[What you will do]
Can you return every line of the listing below without changing a single character?

[Dataset excerpts]
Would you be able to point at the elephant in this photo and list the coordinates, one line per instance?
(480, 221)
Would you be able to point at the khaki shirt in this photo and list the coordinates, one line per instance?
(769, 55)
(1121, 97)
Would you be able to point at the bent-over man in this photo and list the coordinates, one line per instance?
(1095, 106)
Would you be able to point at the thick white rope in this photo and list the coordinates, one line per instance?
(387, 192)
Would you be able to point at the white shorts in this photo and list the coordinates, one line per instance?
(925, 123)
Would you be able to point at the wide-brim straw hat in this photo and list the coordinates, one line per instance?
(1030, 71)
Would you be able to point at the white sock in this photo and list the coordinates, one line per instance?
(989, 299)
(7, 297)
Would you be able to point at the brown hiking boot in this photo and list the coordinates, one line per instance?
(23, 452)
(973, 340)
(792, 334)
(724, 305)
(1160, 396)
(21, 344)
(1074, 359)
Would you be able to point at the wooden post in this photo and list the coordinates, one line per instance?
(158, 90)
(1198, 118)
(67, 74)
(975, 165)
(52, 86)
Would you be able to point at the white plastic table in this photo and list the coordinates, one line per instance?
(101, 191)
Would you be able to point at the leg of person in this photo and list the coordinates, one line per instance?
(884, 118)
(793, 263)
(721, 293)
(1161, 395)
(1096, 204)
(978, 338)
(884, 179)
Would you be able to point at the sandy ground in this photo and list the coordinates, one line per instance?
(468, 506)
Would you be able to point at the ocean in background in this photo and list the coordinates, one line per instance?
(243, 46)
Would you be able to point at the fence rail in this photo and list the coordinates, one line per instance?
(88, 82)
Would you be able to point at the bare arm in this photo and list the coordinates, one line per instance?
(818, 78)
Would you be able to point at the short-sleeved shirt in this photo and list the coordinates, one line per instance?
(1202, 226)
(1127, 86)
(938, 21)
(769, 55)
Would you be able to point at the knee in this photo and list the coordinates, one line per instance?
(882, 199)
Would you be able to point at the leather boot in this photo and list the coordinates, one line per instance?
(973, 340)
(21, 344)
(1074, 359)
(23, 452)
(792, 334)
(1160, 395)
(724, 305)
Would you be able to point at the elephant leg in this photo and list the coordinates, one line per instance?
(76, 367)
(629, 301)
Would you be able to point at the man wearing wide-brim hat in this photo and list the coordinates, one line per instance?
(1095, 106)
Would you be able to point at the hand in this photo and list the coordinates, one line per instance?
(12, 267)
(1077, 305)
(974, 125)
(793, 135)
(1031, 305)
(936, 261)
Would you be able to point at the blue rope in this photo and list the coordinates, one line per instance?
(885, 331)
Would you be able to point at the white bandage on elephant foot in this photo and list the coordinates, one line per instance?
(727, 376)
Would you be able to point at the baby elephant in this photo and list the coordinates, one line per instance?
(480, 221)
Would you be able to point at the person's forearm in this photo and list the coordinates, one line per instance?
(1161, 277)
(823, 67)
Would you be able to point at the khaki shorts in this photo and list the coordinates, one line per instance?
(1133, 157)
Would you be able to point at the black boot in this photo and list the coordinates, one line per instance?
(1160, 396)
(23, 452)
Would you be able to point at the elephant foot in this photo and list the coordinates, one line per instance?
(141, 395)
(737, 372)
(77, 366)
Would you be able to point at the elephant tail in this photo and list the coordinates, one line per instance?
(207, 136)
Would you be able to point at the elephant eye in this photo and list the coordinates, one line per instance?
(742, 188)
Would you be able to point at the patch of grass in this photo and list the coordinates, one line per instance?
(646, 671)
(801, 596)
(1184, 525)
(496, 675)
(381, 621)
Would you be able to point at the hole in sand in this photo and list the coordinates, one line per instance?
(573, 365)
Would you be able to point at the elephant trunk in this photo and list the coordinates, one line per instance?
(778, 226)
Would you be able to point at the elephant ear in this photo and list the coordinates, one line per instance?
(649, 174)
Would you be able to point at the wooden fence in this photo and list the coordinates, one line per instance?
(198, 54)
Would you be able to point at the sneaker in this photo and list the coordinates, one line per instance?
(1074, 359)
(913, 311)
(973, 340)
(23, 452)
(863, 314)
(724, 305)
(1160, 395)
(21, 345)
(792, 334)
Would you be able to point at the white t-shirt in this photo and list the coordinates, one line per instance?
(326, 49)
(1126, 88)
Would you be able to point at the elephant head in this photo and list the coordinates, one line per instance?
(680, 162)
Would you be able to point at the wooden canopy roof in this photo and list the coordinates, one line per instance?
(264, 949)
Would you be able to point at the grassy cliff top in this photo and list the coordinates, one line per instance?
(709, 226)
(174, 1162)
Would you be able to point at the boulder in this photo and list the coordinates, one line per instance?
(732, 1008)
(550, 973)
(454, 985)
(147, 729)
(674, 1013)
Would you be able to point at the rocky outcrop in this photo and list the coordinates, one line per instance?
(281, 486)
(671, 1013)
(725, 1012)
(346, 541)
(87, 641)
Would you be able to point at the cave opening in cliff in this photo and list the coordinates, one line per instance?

[Answer to this problem]
Would you be able to point at the elephant in this photo and list the coordinates, one line per instance?
(480, 221)
Would you be able to point at the khaki shirt in this photo and list the coordinates, one line per instance?
(769, 55)
(1121, 97)
Would you be able to point at the bent-over man in this photo and list the coordinates, one line per instance?
(1095, 106)
Would you be able to point at the thick white rope in this photo and list the coordinates, one line per instance?
(387, 192)
Would you be able to point at the white shorts in this photo and list the coordinates, one line per instance?
(925, 123)
Would you be able to point at the wide-brim straw hat in this photo and list the coordinates, one line per instance?
(1030, 71)
Would you be able to point at the white sock in this photo and list the coordinates, one line per instance?
(989, 299)
(7, 297)
Would you be able to point at the brown hiking boot in this photo and list the coordinates, one line per instance?
(23, 452)
(973, 340)
(792, 334)
(724, 305)
(1160, 396)
(21, 344)
(1074, 359)
Would you be able to point at the wooden post in this photo and list the coordinates, one line per instance?
(158, 90)
(1198, 118)
(67, 74)
(975, 165)
(52, 86)
Would you be able to point at the white plastic table in this photo and list the coordinates, one line per instance?
(101, 191)
Would you be able to point at the leg of person in this photo and list the coordinates, one line per instance?
(884, 118)
(793, 263)
(721, 293)
(1161, 395)
(1096, 204)
(978, 338)
(884, 179)
Would you be able to point at the sandy ground in this photo and list the coordinates, one line per instance?
(468, 506)
Would you be able to point at the ocean in background in this photo and list the coordinates, one line per instance?
(243, 46)
Would you be able to point at the fence rail in this photo and list the coordinates, one line per instance?
(88, 82)
Would you be able to point at the bare arm in this photo and list the coordinates, one line per instance?
(818, 78)
Would you be able to point at the short-sleeved shirt in this photo and list the coordinates, one line per instance?
(1202, 226)
(1127, 86)
(938, 21)
(769, 55)
Would you be able to point at the knee in this photo and list the coordinates, one line per instance?
(882, 199)
Would you be able to point at the leather boot in this photo and list the coordinates, one line per instance?
(973, 340)
(21, 344)
(1074, 359)
(23, 452)
(792, 334)
(1160, 395)
(724, 305)
Would you be able to point at the elephant leg in this photo and list the coordinates, one line per instance?
(76, 367)
(629, 301)
Would you be able to point at the man wearing wide-brim hat in this photo and list the coordinates, one line per instance?
(1095, 106)
Would you be able to point at the hand in this photo and list the coordinates, one line per instance?
(12, 267)
(1077, 305)
(974, 125)
(793, 135)
(1031, 305)
(936, 261)
Would you be able to point at the blue rope in this photo and list the coordinates, one line per instance?
(885, 331)
Would you be able to point at the white bandage on elephant foot in this photo and list the coordinates, one line per instance?
(727, 376)
Would you be able to point at the baby elephant in this photo and list the coordinates, one line per instance?
(480, 221)
Would you be able to point at the person's forearm in this photo and list the coordinates, one line per instance?
(1161, 277)
(823, 67)
Would you be able to point at the khaki shorts in this photo and list the coordinates, one line per instance?
(1133, 157)
Would you be able to point at the black boot in this photo and list the coordinates, one line per instance?
(1160, 396)
(23, 452)
Would you be able to point at the elephant foot in this photo and list the coordinates, one line per instance?
(141, 395)
(737, 372)
(77, 366)
Would you be able to point at the elephant tail in this photo and list the coordinates, one line per instance?
(207, 136)
Would you be able to point at the elephant eye in this photo and list the coordinates, one line per instance?
(742, 188)
Would you be able to point at the patch of grass in this photo and list the coordinates, one line per instance?
(646, 671)
(801, 596)
(1184, 525)
(496, 675)
(381, 621)
Would you be able to point at the hole in sand in this photo and list the coordinates, one line per instance?
(573, 365)
Would you be able to point at the elephant trunk in this photo and list the coordinates, one line per instance?
(778, 226)
Would you be able to point at the elephant ear in this photo and list the coordinates, one line per instance?
(649, 174)
Would you be able to point at the wooden fence in this photo and list the coordinates, one line per instance?
(198, 54)
Would you be able to point at the sneaker in this photo and list the coordinates, one line per instance?
(1074, 359)
(913, 311)
(973, 340)
(23, 452)
(863, 314)
(724, 305)
(1160, 395)
(21, 345)
(792, 334)
Would you be able to point at the white t-shirt in this photo and list the coordinates, one line per instance?
(326, 49)
(1126, 88)
Would you be able to point at the elephant head in this photo and list the coordinates, one line per instance?
(680, 162)
Would you be able to point at the wooden canopy roof in this photo and list the coordinates, one line per instance?
(264, 949)
Would you be able to point at the grassy cliff top in this photo and list the coordinates, one line per instance?
(709, 226)
(174, 1162)
Would you be able to point at the boulder in this photo and list the coordinates, one line per instance?
(732, 1008)
(550, 973)
(454, 985)
(147, 729)
(674, 1013)
Would you be able to point at the rocky outcrop in this photo and list the coordinates, one line per instance?
(281, 486)
(671, 1013)
(725, 1012)
(346, 541)
(87, 641)
Would you be able to point at the cave opening in cliff in this photo and list the coordinates, one line per instance?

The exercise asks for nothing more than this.